Source:
In accordance with a known technique, the sprayed binding material may be pressed, vibrated and smoothed with a steel plate whilst applying simple method steps. It is possible in this way to obtain a good surface finish, although reproductability with respect to the thickness of the sprayed, pressed and cured product is poor or totally unacceptable for certain fields of use.

It is also known to obtain a smooth and uniform surface by means of one or more knives arranged above a conveyor belt on which molds filled with binding material applied by spraying are advanced at uniform speeds. This method is readily effected and is satisfactory for manufacturing certain types of building elements, but has unacceptable disadvantages with regard to other types of building elements with which the main surfaces of the building elements must exhibit a particularly good surface finish and with which the thickness must lie within precise limits. When manufacturing building elements having surfaces of double curvature or some other intricate surface curvature, the desired surface finish of the building element cannot be obtained by means of this latter technique.

Although building elements produced in accordance with known spraying techniques of the type described above whose thickness lacks the precision necessary for certain usages can be used within certain other fields of use, these building elements still exhibit a multiplicity of disadvantages of varying degree of seriousness. The product must be relatively thick and heavy. It must be dimensioned according to the worst result of a production series. Thus, it is expensive to manufacture. This is of particular significance when the sprayed material is expensive or when an additive therein is expensive. Other disadvantages include those from a pure functional aspect or a pure aesthetic nature.

In the case of a sprayed binding material containing glass fibers, contact between the material and the fibers is often poor, particularly when the material contains a large quantity of fibers and the binding material has a relatively high viscosity. This problem can be solved to a certain extent, by, for example, using an aluminium roller, with which the glass fibers are rolled and pressed into more intimate contact with the binding material. It is not possible with this method, however, to obtain a high-grade product of uniform thickness and with a smooth surface and good surface finish.

It has now been found possible to overcome the disadvantages of products obtained by conventional spraying of the binding material, optionally containing additives, simultaneously onto two mutually adjacent and preferably mutually horizontal mold halves exhibiting surface curvatures which correspond to each of the two desired main surface shapes of the product. Subsequent to spraying the material thereinto, optionally whilst vibrating the mold halves, the mold halves are pressed together with the sprayed material therebetween until the distance between the two halves is equal to the desired thickness of the product. The thus pressed material is then permitted to set or cure and the mold halves separated in order to release the pressed and cured product.

Exercise aim:
Copy everything from "It has now been" down to "and cured product." in the passage on sprayed building elements, substituting "form halves" for "mold halves" each time it appears.

Entries provided:
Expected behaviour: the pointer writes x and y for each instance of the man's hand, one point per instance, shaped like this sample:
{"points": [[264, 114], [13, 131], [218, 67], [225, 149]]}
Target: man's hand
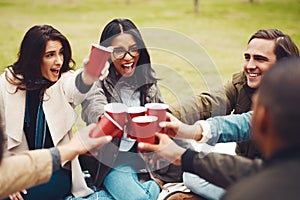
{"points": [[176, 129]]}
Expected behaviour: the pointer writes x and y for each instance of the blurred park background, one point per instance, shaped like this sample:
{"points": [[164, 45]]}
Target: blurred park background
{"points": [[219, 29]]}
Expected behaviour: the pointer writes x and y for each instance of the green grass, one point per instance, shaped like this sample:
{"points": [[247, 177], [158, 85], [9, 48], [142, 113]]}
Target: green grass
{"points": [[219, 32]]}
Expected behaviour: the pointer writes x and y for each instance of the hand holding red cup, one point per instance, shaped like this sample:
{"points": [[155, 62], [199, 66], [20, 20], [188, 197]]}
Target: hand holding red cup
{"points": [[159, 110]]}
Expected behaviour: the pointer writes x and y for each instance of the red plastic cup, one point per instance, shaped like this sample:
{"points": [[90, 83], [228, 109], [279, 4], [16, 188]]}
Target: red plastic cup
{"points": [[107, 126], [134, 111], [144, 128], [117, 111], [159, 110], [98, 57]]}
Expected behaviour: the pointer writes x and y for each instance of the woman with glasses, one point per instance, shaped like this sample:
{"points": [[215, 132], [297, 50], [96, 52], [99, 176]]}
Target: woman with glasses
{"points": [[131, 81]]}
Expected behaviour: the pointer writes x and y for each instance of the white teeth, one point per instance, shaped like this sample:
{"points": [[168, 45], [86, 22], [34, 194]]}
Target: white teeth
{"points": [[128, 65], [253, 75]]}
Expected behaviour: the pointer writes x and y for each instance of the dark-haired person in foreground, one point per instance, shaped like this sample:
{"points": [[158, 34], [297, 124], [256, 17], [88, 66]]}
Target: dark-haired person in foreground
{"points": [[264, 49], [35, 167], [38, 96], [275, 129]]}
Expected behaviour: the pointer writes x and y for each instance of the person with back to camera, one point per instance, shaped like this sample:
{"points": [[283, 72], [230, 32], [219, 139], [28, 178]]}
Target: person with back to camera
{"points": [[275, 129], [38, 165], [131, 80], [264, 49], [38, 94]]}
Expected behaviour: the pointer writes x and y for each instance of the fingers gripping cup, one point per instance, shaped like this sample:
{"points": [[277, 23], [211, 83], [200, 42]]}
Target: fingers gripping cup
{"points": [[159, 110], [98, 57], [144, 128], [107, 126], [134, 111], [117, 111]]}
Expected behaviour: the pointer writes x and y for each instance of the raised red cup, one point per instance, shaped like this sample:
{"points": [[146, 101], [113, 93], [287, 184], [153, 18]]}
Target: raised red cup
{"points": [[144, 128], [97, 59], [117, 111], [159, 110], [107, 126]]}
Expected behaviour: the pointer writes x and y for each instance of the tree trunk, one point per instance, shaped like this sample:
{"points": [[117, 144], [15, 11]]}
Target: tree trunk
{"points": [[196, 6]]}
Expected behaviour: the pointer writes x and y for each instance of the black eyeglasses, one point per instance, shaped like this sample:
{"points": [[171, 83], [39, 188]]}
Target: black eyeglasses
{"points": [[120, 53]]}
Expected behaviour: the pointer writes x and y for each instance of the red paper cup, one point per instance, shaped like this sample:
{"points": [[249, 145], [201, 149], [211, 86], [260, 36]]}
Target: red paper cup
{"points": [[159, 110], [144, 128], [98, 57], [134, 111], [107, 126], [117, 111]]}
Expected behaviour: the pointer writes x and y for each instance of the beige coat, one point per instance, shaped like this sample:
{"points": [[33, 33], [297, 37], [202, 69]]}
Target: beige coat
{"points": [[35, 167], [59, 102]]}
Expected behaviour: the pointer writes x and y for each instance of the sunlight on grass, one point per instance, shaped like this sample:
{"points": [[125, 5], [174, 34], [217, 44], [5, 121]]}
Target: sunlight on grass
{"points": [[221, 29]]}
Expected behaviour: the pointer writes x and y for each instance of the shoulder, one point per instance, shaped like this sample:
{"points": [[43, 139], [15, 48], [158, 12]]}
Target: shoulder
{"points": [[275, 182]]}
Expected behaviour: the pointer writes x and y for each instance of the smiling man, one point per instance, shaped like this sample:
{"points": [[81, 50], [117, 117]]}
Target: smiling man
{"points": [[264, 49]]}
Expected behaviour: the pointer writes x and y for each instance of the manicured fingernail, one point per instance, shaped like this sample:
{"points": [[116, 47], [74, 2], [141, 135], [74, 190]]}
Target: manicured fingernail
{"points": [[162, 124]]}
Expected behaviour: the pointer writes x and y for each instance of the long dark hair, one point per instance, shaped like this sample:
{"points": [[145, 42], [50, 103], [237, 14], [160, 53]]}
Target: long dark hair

Solved exercise:
It has now been found possible to overcome the disadvantages of products obtained by conventional spraying of the binding material, optionally containing additives, simultaneously onto two mutually adjacent and preferably mutually horizontal form halves exhibiting surface curvatures which correspond to each of the two desired main surface shapes of the product. Subsequent to spraying the material thereinto, optionally whilst vibrating the form halves, the form halves are pressed together with the sprayed material therebetween until the distance between the two halves is equal to the desired thickness of the product. The thus pressed material is then permitted to set or cure and the form halves separated in order to release the pressed and cured product.